From the standpoint of the Proverbs this wider application of the truth was not as yet visible. The problem which emerges in the book of Job was not yet solved. But already, as I think we shall see, it was understood that the actual and tangible rewards of righteousness were of incomparable price, and made the prosperity of the wicked look poor and delusive. Wisdom is very uncompromising in her requirement of fair dealing between man and man.
She cannot away with those commercial practices which can only be described as devising "evil against thy neighbour," who "dwelleth securely by thee. Wisdom is quite aware that by these ways of the devil wealth may be accumulated; she is not blind to the fact that the overreaching spirit of greed has its rich and splendid reward; but she maintains none the less that "the curse of the Lord is in the house of the wicked; but He blesseth the habitation of the righteous.
It is a very impressive experience to enter the house of a great magnate whose wealth has been obtained by questionable means. The rooms are beautiful; works by the great masters shed their radiance of eternal truth from the walls; the library gleams with the well-bound books of moralists and religious teachers. The sons and daughters of the house are fair and elegant; the smile of prosperity is in every curtained and carpeted room, and seems to beam out of every illuminated window; and yet the sensitive spirit cannot be rid of the idea that "the curse of the Lord is in the house.

EXTRACTED MATERIAL:

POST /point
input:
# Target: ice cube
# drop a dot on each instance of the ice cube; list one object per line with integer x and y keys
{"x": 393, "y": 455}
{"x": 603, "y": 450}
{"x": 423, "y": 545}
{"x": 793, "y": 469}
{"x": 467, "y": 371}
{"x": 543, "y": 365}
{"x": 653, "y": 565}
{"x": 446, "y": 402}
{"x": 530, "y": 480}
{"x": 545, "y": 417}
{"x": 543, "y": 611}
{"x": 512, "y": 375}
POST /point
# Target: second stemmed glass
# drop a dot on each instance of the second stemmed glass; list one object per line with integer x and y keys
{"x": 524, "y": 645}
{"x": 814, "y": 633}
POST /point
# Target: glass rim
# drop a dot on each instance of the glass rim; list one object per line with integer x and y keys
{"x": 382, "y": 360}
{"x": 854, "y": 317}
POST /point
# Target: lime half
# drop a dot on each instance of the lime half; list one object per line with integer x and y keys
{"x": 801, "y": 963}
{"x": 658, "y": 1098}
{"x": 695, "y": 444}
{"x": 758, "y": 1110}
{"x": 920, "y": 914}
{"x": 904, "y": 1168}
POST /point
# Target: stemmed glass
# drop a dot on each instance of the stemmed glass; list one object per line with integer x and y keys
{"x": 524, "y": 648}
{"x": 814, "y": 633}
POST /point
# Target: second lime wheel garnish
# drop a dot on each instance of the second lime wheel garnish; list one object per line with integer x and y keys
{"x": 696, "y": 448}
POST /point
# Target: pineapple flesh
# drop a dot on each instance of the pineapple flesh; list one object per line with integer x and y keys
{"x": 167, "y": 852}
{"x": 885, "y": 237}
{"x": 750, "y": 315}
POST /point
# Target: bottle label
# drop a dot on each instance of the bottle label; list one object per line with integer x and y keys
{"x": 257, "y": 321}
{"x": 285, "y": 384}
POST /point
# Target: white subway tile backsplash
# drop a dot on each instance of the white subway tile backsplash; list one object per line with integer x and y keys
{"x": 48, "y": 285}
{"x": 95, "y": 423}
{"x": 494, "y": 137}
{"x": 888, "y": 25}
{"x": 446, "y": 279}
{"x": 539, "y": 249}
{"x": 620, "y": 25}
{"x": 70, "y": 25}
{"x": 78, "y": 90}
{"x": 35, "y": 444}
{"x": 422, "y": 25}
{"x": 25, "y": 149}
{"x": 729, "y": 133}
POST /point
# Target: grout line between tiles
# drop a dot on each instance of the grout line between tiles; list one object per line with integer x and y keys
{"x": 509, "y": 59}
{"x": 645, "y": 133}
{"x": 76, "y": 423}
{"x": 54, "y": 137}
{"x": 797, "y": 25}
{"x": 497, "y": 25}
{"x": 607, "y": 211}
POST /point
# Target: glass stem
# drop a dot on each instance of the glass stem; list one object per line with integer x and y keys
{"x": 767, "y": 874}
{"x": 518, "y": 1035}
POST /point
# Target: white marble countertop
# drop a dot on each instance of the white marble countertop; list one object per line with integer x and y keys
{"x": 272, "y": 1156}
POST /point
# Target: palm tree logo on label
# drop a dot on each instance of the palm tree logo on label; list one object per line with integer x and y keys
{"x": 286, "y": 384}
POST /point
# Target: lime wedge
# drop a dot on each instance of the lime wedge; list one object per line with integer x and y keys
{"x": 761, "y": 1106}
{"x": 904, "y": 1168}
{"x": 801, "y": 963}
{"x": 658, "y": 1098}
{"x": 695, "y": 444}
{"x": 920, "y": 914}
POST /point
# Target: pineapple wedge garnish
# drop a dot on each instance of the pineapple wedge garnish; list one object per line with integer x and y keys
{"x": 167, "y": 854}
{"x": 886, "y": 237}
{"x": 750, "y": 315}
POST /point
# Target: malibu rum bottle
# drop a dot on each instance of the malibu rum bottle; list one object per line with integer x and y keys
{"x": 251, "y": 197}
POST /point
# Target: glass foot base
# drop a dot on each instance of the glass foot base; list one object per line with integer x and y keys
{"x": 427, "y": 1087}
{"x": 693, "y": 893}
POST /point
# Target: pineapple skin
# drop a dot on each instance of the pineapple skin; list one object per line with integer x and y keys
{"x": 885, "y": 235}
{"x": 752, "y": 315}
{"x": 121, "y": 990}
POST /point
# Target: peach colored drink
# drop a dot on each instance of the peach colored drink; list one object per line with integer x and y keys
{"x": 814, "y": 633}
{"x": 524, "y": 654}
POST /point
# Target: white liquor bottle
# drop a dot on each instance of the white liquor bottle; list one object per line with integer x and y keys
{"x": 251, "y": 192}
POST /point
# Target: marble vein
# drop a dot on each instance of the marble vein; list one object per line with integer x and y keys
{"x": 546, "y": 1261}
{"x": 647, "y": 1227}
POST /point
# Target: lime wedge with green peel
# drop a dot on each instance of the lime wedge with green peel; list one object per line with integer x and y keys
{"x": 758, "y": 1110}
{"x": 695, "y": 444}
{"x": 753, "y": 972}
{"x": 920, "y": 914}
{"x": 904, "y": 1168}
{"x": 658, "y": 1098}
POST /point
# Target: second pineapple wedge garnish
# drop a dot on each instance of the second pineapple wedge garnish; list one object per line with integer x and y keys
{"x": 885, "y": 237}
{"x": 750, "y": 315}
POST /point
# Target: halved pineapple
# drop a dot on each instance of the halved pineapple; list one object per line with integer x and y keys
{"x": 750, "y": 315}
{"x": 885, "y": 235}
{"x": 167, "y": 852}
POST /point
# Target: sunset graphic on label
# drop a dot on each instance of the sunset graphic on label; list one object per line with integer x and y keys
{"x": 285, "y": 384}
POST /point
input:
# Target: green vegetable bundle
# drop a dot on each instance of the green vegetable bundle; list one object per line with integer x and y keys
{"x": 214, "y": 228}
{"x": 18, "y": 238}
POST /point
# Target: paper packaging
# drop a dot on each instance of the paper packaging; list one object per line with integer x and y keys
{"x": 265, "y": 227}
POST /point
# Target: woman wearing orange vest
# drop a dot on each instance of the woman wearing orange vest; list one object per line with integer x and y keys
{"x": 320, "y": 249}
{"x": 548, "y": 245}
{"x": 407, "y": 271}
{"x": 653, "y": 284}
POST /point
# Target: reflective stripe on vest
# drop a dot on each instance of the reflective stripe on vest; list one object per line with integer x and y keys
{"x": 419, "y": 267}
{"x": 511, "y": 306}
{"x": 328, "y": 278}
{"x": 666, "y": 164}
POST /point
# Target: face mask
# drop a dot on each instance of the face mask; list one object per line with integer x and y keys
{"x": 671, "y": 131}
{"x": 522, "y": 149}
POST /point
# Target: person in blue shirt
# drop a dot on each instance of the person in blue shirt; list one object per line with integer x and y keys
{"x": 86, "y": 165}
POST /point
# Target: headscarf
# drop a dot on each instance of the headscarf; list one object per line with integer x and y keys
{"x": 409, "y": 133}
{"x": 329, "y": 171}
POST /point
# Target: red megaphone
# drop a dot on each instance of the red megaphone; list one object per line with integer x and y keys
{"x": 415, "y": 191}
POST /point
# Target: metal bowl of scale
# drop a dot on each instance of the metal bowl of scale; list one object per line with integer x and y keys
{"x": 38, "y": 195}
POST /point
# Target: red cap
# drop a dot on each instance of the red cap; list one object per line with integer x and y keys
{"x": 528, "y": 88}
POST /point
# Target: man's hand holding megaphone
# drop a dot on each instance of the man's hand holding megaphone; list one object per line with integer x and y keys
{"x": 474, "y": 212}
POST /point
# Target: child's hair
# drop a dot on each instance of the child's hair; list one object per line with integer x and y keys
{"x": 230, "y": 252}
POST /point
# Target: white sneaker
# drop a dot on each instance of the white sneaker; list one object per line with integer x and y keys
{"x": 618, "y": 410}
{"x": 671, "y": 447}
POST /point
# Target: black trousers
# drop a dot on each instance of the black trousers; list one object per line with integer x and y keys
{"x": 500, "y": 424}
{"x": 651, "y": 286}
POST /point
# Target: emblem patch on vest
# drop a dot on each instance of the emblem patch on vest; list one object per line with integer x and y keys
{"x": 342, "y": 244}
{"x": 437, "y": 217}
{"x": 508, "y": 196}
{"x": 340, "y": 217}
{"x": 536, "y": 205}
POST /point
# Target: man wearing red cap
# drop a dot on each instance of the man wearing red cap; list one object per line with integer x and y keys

REQUIRED TASK:
Copy the passage on the Proverbs from "From the standpoint" to "man and man.", swapping "incomparable" for "immeasurable". The material that comes after the passage on the Proverbs is separate from it.

FINISHED TASK:
From the standpoint of the Proverbs this wider application of the truth was not as yet visible. The problem which emerges in the book of Job was not yet solved. But already, as I think we shall see, it was understood that the actual and tangible rewards of righteousness were of immeasurable price, and made the prosperity of the wicked look poor and delusive. Wisdom is very uncompromising in her requirement of fair dealing between man and man.